- _Problem to solve_
Please show each line in the rows below that contains the word "dress".

- _Extracted material_
····················

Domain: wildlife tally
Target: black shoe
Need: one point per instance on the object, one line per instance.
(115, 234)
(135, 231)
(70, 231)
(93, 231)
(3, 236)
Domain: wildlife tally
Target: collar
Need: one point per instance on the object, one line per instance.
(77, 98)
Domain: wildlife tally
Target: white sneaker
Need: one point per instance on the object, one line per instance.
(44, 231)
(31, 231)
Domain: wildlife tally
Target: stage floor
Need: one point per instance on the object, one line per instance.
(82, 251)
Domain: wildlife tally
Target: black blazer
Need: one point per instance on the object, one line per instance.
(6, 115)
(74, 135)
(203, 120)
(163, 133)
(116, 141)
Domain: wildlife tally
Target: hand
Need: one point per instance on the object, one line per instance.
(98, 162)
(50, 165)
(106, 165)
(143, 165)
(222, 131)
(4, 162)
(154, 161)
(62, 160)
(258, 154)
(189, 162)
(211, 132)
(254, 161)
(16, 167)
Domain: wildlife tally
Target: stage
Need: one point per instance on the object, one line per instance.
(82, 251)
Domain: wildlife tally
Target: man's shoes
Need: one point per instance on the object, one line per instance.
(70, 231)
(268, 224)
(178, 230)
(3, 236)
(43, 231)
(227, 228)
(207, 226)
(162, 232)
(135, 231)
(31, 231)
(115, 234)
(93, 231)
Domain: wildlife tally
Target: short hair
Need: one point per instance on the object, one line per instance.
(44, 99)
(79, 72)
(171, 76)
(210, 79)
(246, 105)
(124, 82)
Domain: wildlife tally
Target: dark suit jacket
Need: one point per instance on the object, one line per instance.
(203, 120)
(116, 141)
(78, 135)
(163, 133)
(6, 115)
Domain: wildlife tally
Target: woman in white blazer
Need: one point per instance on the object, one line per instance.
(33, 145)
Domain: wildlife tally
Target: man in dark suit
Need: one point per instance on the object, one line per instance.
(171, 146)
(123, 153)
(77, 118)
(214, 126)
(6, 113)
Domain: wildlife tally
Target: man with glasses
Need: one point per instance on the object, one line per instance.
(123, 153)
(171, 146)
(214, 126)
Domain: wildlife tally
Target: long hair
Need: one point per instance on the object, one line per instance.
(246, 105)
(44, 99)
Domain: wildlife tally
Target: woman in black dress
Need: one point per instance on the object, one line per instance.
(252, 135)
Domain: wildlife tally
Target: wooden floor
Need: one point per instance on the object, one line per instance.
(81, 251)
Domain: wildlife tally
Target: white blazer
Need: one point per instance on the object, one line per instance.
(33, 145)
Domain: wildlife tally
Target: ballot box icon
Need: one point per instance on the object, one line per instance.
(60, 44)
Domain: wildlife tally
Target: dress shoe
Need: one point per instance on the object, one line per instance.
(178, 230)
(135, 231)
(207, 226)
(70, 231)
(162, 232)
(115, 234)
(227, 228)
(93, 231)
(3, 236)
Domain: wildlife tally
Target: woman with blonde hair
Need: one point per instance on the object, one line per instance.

····················

- _Correct response_
Target: woman in black dress
Target: dress shoe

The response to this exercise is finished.